**Your objective**
Please copy the entries below word for word, starting at the line that contains "If you could point to the woman's sneaker" and ending at the final line of the entries, with both of those lines included.

**Input material**
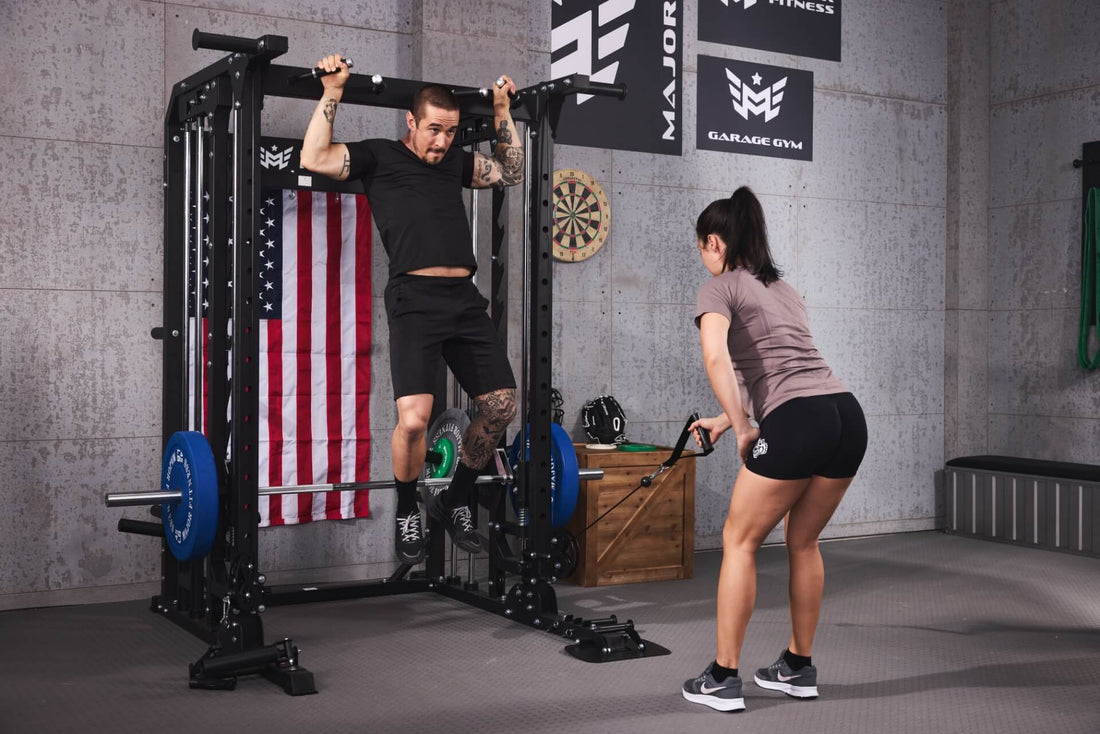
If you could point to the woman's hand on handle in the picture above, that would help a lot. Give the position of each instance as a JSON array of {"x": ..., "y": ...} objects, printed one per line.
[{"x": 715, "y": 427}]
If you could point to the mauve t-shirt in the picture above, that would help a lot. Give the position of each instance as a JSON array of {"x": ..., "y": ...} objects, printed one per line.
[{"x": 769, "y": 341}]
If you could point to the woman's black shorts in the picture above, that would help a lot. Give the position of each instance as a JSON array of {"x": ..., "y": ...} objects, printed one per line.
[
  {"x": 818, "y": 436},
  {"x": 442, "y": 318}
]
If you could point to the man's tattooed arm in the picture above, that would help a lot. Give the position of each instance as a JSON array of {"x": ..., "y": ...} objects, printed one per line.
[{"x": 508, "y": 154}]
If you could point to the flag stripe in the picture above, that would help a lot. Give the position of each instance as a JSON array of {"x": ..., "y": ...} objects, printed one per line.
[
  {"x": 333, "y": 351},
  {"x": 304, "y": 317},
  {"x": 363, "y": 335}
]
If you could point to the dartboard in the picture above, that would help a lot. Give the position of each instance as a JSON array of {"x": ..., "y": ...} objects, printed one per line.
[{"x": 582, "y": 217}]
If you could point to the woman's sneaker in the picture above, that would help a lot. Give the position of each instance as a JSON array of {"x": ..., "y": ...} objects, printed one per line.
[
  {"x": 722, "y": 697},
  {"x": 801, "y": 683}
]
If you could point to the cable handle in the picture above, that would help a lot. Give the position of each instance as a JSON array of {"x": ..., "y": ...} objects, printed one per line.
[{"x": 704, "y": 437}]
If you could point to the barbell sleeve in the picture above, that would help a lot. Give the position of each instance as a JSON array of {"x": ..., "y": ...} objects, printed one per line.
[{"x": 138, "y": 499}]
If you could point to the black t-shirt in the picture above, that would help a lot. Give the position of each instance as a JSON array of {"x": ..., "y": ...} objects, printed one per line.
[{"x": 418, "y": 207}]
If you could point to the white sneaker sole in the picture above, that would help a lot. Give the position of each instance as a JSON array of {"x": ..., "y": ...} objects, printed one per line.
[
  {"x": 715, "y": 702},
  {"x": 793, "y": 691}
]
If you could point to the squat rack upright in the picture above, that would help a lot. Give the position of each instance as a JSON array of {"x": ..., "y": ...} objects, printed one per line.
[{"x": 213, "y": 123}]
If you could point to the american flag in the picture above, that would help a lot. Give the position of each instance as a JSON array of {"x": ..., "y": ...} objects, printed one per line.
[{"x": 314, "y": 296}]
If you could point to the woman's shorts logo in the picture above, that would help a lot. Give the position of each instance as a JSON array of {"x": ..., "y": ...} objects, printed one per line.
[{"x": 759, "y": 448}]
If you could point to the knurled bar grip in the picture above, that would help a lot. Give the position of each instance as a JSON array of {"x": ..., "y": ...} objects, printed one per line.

**Exercise answer**
If you could point to the woman's sneaker in the picture above, that would help a lot. Give the position of each instance as a JSON array of {"x": ..., "y": ...} objects, printed one per line.
[
  {"x": 722, "y": 697},
  {"x": 801, "y": 683}
]
If you could point to the cable handle in the picture above, that would help a lot. Give the position of each instance as a JSON array of {"x": ..., "y": ...} objects, printed one per line.
[{"x": 704, "y": 437}]
If you could point to the barbell sleeve in the picture above, that would help a lot. Give the position of each instance as a JSON array of {"x": ..., "y": ...} objects, printed one per line.
[{"x": 138, "y": 499}]
If you could point to the black t-shirt in the picture above, that would help a lot. Give the position of each instance as a JSON array of {"x": ..., "y": ...} objects, printed one per line.
[{"x": 418, "y": 207}]
If you could point to the white sneaker sole in the picture above, that would help a lot. Give the position of each instance as a JSON array of {"x": ..., "y": ...} objects, printed one per line.
[
  {"x": 715, "y": 702},
  {"x": 793, "y": 691}
]
If you could point to the squat rack upright in the picture above, that would help a lot. Give the position of each instance as a JSON array of {"x": ..., "y": ...} objects, printed one per line.
[{"x": 213, "y": 123}]
If you could point to the american flag in the picture above, that would help a lot. Give the position of each instance as a JSON array of {"x": ..., "y": ...} objects, printed one per line.
[{"x": 314, "y": 296}]
If you could point to the woman's shorts logo in the picture above, that would help a lot. Give the position of each instance as a JSON array of {"x": ..., "y": ...} objects, printed one per line.
[{"x": 759, "y": 448}]
If you could point to the knurled bar grip in the picture above, that would help a lot. Give the position of each instance as a JSON array of {"x": ..., "y": ...} objects, printed one per line.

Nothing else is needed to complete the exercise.